→ **TASK INSTRUCTIONS**: Transcribe only what runs from the line containing "written like <point>162,112</point>." through the final line below, exactly, and leave every picture out.

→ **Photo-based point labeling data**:
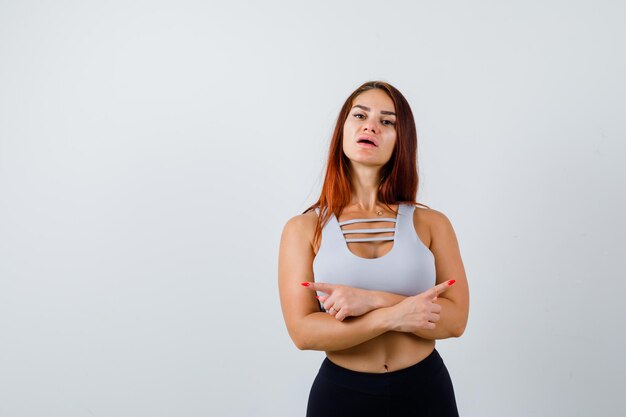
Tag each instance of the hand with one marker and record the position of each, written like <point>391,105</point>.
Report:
<point>419,312</point>
<point>342,300</point>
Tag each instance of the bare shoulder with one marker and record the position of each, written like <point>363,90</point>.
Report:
<point>430,224</point>
<point>431,217</point>
<point>301,227</point>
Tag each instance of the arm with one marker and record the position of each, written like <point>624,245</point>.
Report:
<point>448,264</point>
<point>309,328</point>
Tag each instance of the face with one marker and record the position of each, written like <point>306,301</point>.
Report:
<point>369,132</point>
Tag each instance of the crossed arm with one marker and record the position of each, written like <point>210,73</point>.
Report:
<point>367,314</point>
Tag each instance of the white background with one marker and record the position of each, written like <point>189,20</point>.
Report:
<point>151,152</point>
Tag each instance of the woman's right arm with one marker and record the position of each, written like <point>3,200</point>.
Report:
<point>309,328</point>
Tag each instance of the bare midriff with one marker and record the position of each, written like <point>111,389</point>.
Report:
<point>388,352</point>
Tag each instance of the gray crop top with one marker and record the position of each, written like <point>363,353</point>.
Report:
<point>407,269</point>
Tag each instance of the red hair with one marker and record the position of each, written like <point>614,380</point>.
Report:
<point>398,177</point>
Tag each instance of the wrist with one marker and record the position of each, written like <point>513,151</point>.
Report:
<point>384,318</point>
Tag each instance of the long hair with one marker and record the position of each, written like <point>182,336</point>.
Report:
<point>398,177</point>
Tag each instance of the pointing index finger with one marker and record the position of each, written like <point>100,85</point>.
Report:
<point>318,286</point>
<point>438,289</point>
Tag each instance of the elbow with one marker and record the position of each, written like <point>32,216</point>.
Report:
<point>459,329</point>
<point>301,341</point>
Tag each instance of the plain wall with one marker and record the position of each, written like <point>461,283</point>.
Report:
<point>151,152</point>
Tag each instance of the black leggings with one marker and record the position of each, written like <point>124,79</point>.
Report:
<point>421,390</point>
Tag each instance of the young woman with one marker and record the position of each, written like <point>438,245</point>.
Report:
<point>368,277</point>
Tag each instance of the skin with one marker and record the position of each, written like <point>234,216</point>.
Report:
<point>371,331</point>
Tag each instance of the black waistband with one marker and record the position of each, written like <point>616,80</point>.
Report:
<point>406,378</point>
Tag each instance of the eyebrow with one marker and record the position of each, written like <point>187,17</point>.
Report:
<point>368,109</point>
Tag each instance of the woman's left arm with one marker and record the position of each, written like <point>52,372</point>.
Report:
<point>448,264</point>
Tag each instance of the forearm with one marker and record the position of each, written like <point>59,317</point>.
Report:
<point>321,331</point>
<point>451,320</point>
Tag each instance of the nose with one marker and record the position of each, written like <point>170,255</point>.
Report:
<point>370,125</point>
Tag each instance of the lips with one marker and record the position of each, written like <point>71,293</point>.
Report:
<point>367,140</point>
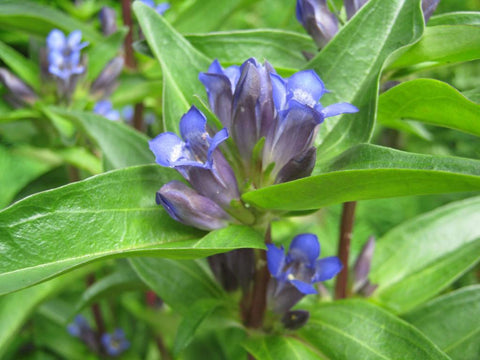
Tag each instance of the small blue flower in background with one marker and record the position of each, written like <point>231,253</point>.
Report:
<point>160,8</point>
<point>294,273</point>
<point>116,343</point>
<point>104,108</point>
<point>63,54</point>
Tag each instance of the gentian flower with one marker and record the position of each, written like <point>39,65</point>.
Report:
<point>64,56</point>
<point>104,108</point>
<point>160,8</point>
<point>318,20</point>
<point>116,343</point>
<point>294,273</point>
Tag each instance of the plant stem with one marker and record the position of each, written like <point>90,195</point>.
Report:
<point>346,228</point>
<point>254,317</point>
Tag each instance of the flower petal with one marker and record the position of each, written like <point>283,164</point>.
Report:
<point>275,259</point>
<point>327,268</point>
<point>304,248</point>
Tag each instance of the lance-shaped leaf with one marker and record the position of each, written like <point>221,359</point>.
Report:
<point>440,45</point>
<point>419,258</point>
<point>430,101</point>
<point>356,329</point>
<point>181,63</point>
<point>351,63</point>
<point>113,214</point>
<point>237,46</point>
<point>281,347</point>
<point>371,172</point>
<point>451,322</point>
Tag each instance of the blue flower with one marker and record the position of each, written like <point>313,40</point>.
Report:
<point>116,343</point>
<point>104,108</point>
<point>294,273</point>
<point>318,20</point>
<point>63,53</point>
<point>160,8</point>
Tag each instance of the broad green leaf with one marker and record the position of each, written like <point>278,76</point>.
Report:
<point>269,44</point>
<point>371,172</point>
<point>456,18</point>
<point>430,101</point>
<point>441,45</point>
<point>20,166</point>
<point>101,53</point>
<point>181,63</point>
<point>38,19</point>
<point>109,215</point>
<point>451,322</point>
<point>351,63</point>
<point>198,312</point>
<point>205,15</point>
<point>281,348</point>
<point>419,258</point>
<point>20,66</point>
<point>179,283</point>
<point>123,279</point>
<point>356,329</point>
<point>16,308</point>
<point>121,145</point>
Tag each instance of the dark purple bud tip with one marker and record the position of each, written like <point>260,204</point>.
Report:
<point>295,319</point>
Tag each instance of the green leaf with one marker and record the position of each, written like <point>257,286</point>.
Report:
<point>101,53</point>
<point>24,165</point>
<point>370,172</point>
<point>16,308</point>
<point>432,102</point>
<point>108,215</point>
<point>456,18</point>
<point>356,329</point>
<point>267,44</point>
<point>351,63</point>
<point>181,63</point>
<point>22,67</point>
<point>441,45</point>
<point>280,347</point>
<point>419,258</point>
<point>198,312</point>
<point>179,283</point>
<point>121,145</point>
<point>451,322</point>
<point>39,20</point>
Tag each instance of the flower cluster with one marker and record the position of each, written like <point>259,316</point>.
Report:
<point>272,123</point>
<point>294,273</point>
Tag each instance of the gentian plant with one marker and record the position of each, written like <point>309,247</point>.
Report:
<point>239,180</point>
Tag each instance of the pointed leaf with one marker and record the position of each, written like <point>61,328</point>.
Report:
<point>371,172</point>
<point>356,329</point>
<point>351,63</point>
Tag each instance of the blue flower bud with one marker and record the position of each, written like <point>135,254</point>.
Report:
<point>318,20</point>
<point>20,93</point>
<point>190,208</point>
<point>294,273</point>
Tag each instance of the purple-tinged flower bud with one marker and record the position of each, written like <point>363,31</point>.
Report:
<point>352,6</point>
<point>105,83</point>
<point>234,269</point>
<point>160,8</point>
<point>20,92</point>
<point>189,207</point>
<point>104,108</point>
<point>361,270</point>
<point>318,20</point>
<point>295,319</point>
<point>108,20</point>
<point>428,7</point>
<point>116,343</point>
<point>294,273</point>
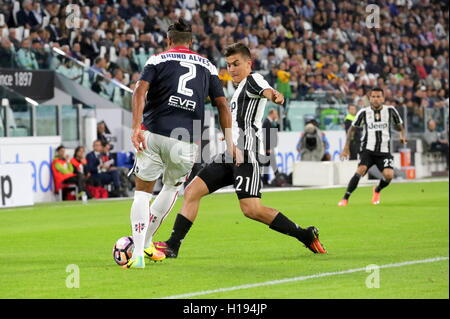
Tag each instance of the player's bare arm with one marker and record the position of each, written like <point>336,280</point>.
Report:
<point>401,129</point>
<point>274,96</point>
<point>137,137</point>
<point>225,124</point>
<point>346,151</point>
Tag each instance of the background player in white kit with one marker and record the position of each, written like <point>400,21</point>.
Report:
<point>169,97</point>
<point>375,143</point>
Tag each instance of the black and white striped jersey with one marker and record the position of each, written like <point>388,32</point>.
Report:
<point>247,109</point>
<point>377,127</point>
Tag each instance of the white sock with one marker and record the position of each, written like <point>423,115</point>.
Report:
<point>159,210</point>
<point>139,220</point>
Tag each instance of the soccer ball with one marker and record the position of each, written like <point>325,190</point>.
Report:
<point>123,249</point>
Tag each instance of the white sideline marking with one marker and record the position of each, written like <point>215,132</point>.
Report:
<point>301,278</point>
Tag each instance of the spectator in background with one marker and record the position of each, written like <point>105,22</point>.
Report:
<point>270,128</point>
<point>99,66</point>
<point>436,141</point>
<point>283,78</point>
<point>54,29</point>
<point>102,130</point>
<point>6,53</point>
<point>25,58</point>
<point>310,145</point>
<point>100,170</point>
<point>42,57</point>
<point>355,140</point>
<point>79,160</point>
<point>64,172</point>
<point>26,17</point>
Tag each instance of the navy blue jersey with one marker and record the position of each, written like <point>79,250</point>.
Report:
<point>180,82</point>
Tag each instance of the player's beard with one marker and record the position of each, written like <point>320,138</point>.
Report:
<point>376,107</point>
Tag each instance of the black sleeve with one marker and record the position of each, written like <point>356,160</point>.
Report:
<point>347,125</point>
<point>396,119</point>
<point>149,73</point>
<point>360,117</point>
<point>256,84</point>
<point>215,88</point>
<point>266,130</point>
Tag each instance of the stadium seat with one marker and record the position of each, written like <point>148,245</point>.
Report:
<point>102,51</point>
<point>112,54</point>
<point>60,187</point>
<point>26,33</point>
<point>19,34</point>
<point>16,9</point>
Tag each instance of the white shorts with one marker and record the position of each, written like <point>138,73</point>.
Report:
<point>167,156</point>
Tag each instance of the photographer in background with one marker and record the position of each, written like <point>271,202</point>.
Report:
<point>311,146</point>
<point>270,128</point>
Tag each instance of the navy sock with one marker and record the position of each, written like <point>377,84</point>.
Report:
<point>285,226</point>
<point>383,183</point>
<point>180,229</point>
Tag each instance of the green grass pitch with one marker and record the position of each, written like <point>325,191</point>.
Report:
<point>224,249</point>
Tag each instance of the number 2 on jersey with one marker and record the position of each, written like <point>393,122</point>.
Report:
<point>182,89</point>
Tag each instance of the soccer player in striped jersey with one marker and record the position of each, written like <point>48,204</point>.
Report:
<point>376,120</point>
<point>247,109</point>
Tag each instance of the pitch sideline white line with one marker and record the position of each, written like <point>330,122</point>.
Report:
<point>301,278</point>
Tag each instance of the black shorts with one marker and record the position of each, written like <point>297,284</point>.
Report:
<point>381,160</point>
<point>246,178</point>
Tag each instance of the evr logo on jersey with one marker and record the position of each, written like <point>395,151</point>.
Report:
<point>185,104</point>
<point>377,126</point>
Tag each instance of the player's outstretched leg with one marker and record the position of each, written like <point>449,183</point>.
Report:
<point>352,185</point>
<point>252,208</point>
<point>183,222</point>
<point>159,210</point>
<point>388,175</point>
<point>139,221</point>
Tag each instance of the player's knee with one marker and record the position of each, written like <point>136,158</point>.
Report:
<point>191,193</point>
<point>251,211</point>
<point>361,170</point>
<point>388,176</point>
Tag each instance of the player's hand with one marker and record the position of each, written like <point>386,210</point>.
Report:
<point>238,156</point>
<point>138,140</point>
<point>344,154</point>
<point>278,98</point>
<point>403,140</point>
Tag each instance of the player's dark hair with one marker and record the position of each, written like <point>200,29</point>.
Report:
<point>377,89</point>
<point>180,32</point>
<point>237,48</point>
<point>77,150</point>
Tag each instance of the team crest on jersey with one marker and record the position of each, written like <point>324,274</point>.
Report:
<point>139,227</point>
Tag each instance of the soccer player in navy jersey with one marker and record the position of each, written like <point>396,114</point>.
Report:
<point>168,114</point>
<point>247,107</point>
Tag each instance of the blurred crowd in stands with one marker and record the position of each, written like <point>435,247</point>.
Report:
<point>301,46</point>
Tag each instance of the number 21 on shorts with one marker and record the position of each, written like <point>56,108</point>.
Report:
<point>240,180</point>
<point>388,162</point>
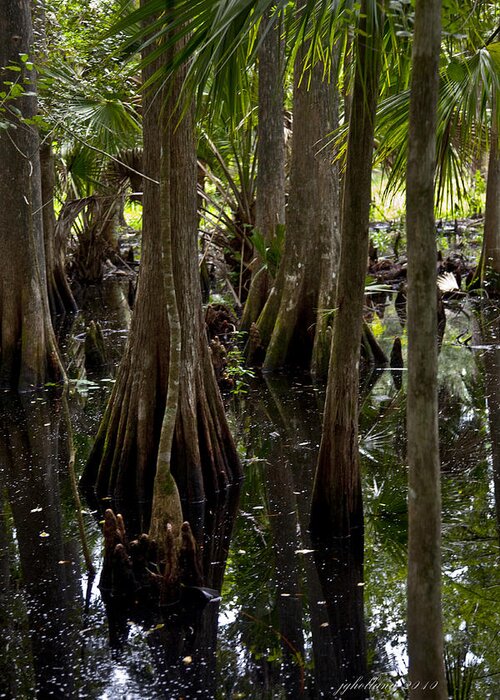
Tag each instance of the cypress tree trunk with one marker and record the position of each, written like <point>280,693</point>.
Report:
<point>61,300</point>
<point>425,636</point>
<point>124,458</point>
<point>336,504</point>
<point>336,508</point>
<point>29,355</point>
<point>270,201</point>
<point>305,281</point>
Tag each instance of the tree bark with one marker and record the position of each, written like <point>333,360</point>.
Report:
<point>305,285</point>
<point>425,635</point>
<point>336,507</point>
<point>124,458</point>
<point>29,355</point>
<point>489,264</point>
<point>270,200</point>
<point>336,504</point>
<point>61,300</point>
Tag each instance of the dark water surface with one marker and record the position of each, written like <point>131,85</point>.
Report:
<point>268,635</point>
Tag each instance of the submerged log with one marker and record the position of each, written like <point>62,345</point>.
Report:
<point>133,575</point>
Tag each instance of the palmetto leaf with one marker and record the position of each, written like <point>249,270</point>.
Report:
<point>467,85</point>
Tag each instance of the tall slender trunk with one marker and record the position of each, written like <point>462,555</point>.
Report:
<point>425,635</point>
<point>29,355</point>
<point>124,458</point>
<point>336,503</point>
<point>61,300</point>
<point>489,264</point>
<point>305,281</point>
<point>270,201</point>
<point>337,509</point>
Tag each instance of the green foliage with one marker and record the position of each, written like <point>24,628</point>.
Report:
<point>12,90</point>
<point>237,373</point>
<point>270,251</point>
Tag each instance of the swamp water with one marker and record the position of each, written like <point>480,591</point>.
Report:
<point>267,635</point>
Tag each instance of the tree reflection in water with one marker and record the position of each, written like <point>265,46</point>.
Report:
<point>270,636</point>
<point>43,623</point>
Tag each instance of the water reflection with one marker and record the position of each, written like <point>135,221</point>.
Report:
<point>281,435</point>
<point>489,323</point>
<point>271,634</point>
<point>41,625</point>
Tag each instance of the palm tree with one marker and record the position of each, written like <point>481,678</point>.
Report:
<point>425,634</point>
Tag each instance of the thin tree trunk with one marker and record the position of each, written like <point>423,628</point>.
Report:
<point>305,280</point>
<point>270,201</point>
<point>489,264</point>
<point>336,504</point>
<point>61,300</point>
<point>425,635</point>
<point>337,508</point>
<point>124,458</point>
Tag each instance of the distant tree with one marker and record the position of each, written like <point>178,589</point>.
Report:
<point>29,355</point>
<point>270,198</point>
<point>425,634</point>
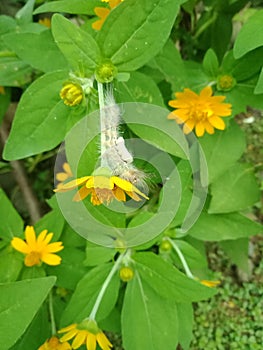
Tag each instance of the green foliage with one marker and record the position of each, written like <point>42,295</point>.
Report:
<point>200,189</point>
<point>21,298</point>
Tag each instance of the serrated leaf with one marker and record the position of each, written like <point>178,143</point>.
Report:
<point>13,71</point>
<point>235,190</point>
<point>83,7</point>
<point>86,292</point>
<point>150,317</point>
<point>78,47</point>
<point>220,227</point>
<point>138,42</point>
<point>169,282</point>
<point>11,224</point>
<point>19,303</point>
<point>42,53</point>
<point>210,63</point>
<point>250,35</point>
<point>39,113</point>
<point>222,150</point>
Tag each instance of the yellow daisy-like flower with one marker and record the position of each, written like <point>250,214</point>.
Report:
<point>201,112</point>
<point>64,175</point>
<point>103,189</point>
<point>210,284</point>
<point>86,332</point>
<point>103,12</point>
<point>54,344</point>
<point>38,249</point>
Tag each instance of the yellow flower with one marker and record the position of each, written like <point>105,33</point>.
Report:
<point>54,344</point>
<point>45,22</point>
<point>38,249</point>
<point>86,332</point>
<point>71,94</point>
<point>103,12</point>
<point>64,175</point>
<point>201,112</point>
<point>103,189</point>
<point>210,284</point>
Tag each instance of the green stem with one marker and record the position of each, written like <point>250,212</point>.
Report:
<point>102,119</point>
<point>51,312</point>
<point>181,257</point>
<point>104,287</point>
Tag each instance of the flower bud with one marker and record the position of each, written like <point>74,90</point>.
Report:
<point>71,94</point>
<point>126,274</point>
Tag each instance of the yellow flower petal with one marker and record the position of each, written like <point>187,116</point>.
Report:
<point>51,259</point>
<point>79,339</point>
<point>91,342</point>
<point>20,245</point>
<point>54,247</point>
<point>103,341</point>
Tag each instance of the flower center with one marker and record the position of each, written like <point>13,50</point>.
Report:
<point>225,83</point>
<point>200,112</point>
<point>33,258</point>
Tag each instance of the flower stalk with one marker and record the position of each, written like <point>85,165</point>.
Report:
<point>105,285</point>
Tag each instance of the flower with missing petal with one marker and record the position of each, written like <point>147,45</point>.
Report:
<point>200,112</point>
<point>38,249</point>
<point>86,332</point>
<point>54,344</point>
<point>103,12</point>
<point>103,189</point>
<point>64,175</point>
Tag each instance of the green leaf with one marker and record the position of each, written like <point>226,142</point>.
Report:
<point>237,250</point>
<point>13,71</point>
<point>222,149</point>
<point>139,88</point>
<point>11,263</point>
<point>167,281</point>
<point>164,134</point>
<point>220,227</point>
<point>71,269</point>
<point>83,7</point>
<point>138,42</point>
<point>25,14</point>
<point>19,303</point>
<point>4,103</point>
<point>39,113</point>
<point>11,223</point>
<point>87,290</point>
<point>210,63</point>
<point>53,222</point>
<point>259,87</point>
<point>37,332</point>
<point>96,255</point>
<point>185,326</point>
<point>42,54</point>
<point>78,47</point>
<point>148,320</point>
<point>235,190</point>
<point>250,36</point>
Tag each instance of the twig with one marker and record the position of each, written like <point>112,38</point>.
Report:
<point>21,176</point>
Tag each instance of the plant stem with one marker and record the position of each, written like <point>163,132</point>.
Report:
<point>102,119</point>
<point>51,312</point>
<point>181,257</point>
<point>105,286</point>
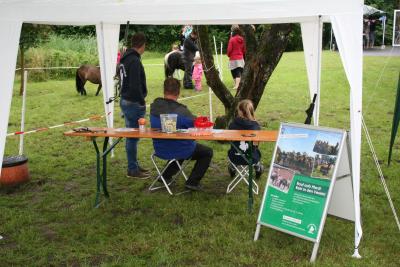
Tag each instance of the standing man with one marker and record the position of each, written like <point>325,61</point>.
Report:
<point>133,105</point>
<point>189,51</point>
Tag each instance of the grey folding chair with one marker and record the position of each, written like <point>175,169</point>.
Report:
<point>242,174</point>
<point>160,172</point>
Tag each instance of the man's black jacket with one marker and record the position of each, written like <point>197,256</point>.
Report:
<point>134,84</point>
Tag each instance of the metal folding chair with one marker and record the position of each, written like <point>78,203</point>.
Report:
<point>242,174</point>
<point>160,172</point>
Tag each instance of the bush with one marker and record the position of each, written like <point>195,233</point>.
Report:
<point>61,52</point>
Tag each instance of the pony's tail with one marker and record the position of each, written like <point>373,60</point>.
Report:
<point>79,84</point>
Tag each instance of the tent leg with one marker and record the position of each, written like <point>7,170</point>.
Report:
<point>257,233</point>
<point>314,253</point>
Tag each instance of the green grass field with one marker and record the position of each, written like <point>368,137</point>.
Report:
<point>50,221</point>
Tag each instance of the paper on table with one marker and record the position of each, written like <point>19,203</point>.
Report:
<point>126,130</point>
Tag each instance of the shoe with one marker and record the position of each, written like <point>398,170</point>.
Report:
<point>137,174</point>
<point>232,171</point>
<point>259,168</point>
<point>143,170</point>
<point>168,180</point>
<point>193,187</point>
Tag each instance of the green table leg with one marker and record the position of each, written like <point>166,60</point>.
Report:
<point>102,174</point>
<point>249,155</point>
<point>105,168</point>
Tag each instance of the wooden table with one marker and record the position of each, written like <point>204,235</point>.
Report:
<point>218,135</point>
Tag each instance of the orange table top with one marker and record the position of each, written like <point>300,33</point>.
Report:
<point>217,135</point>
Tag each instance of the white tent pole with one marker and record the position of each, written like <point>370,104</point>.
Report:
<point>21,137</point>
<point>319,55</point>
<point>348,32</point>
<point>216,57</point>
<point>107,43</point>
<point>311,34</point>
<point>11,31</point>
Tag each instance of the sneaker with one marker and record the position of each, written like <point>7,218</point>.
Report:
<point>143,170</point>
<point>232,171</point>
<point>259,168</point>
<point>193,187</point>
<point>137,174</point>
<point>168,180</point>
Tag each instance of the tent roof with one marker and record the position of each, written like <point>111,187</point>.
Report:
<point>369,10</point>
<point>78,12</point>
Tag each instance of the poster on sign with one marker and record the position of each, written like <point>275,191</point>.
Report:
<point>301,180</point>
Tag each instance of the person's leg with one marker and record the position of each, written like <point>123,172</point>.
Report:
<point>236,73</point>
<point>132,113</point>
<point>202,155</point>
<point>171,170</point>
<point>372,38</point>
<point>187,78</point>
<point>197,85</point>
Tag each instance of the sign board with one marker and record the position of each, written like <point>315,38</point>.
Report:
<point>301,180</point>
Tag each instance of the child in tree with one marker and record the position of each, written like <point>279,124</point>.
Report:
<point>197,72</point>
<point>244,120</point>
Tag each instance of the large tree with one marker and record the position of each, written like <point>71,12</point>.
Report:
<point>265,46</point>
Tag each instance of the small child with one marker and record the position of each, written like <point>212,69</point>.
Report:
<point>245,120</point>
<point>197,72</point>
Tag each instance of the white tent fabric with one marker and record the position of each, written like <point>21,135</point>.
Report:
<point>369,10</point>
<point>107,43</point>
<point>10,30</point>
<point>311,33</point>
<point>172,11</point>
<point>350,47</point>
<point>346,16</point>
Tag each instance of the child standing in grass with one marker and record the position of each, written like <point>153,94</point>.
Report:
<point>244,120</point>
<point>197,72</point>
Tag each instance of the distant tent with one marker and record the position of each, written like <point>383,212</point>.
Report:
<point>396,120</point>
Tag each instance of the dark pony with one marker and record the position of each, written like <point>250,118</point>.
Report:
<point>87,73</point>
<point>173,61</point>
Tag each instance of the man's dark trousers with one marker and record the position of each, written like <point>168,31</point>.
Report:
<point>202,155</point>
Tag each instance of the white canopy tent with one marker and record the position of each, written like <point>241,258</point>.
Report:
<point>345,16</point>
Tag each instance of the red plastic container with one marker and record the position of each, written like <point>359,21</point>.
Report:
<point>14,170</point>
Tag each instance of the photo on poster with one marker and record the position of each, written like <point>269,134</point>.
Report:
<point>323,166</point>
<point>299,148</point>
<point>281,178</point>
<point>327,144</point>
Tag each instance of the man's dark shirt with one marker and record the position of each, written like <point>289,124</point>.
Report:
<point>134,87</point>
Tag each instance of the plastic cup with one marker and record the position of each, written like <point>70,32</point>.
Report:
<point>168,122</point>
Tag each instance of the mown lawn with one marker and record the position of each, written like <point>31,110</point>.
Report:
<point>50,221</point>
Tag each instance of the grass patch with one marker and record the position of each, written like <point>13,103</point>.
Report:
<point>51,219</point>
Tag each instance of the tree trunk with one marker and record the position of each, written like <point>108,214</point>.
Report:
<point>22,62</point>
<point>262,56</point>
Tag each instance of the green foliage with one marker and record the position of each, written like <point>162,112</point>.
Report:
<point>387,6</point>
<point>75,31</point>
<point>32,35</point>
<point>61,52</point>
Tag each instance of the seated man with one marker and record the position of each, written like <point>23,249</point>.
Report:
<point>178,149</point>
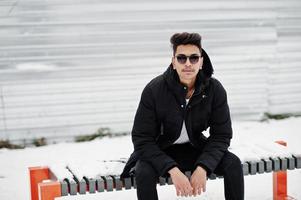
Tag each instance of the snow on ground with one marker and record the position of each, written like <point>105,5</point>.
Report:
<point>14,180</point>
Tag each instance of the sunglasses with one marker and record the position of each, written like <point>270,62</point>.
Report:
<point>193,59</point>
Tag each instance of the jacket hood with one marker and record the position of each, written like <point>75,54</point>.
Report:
<point>203,76</point>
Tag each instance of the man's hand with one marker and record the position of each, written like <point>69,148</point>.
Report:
<point>198,180</point>
<point>180,182</point>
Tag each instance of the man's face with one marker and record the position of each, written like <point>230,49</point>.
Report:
<point>188,70</point>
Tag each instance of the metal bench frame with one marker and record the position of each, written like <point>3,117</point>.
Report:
<point>51,188</point>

→ **EXERCISE OUTPUT**:
Tag each instance of the green foliage with one marker and record the position of each, written like <point>162,112</point>.
Report:
<point>387,6</point>
<point>75,31</point>
<point>32,35</point>
<point>61,52</point>
Tag each instance of the seated man with one marker and record the position of each, written like <point>23,249</point>.
Report:
<point>178,149</point>
Tag each instance of the snow on ground with one marker and record the position of each, written like <point>105,5</point>.
Report:
<point>14,180</point>
Tag each instance of the sunglasses with one marker and record the position of each, written like <point>270,62</point>.
Report:
<point>193,59</point>
Tag each instance of the jacket hood with one marker and record the position of each, written like <point>75,54</point>.
Report:
<point>203,76</point>
Tag each instance of the man's hand with one marker and record the position of each, written like <point>69,148</point>.
Report:
<point>198,180</point>
<point>180,182</point>
Tag each instance of the man's face with one marker and record the position of each, written like <point>230,49</point>.
Report:
<point>188,70</point>
Tag each instance of the metal bench frame with one marker and record the position of each, written like <point>3,117</point>.
Report:
<point>51,188</point>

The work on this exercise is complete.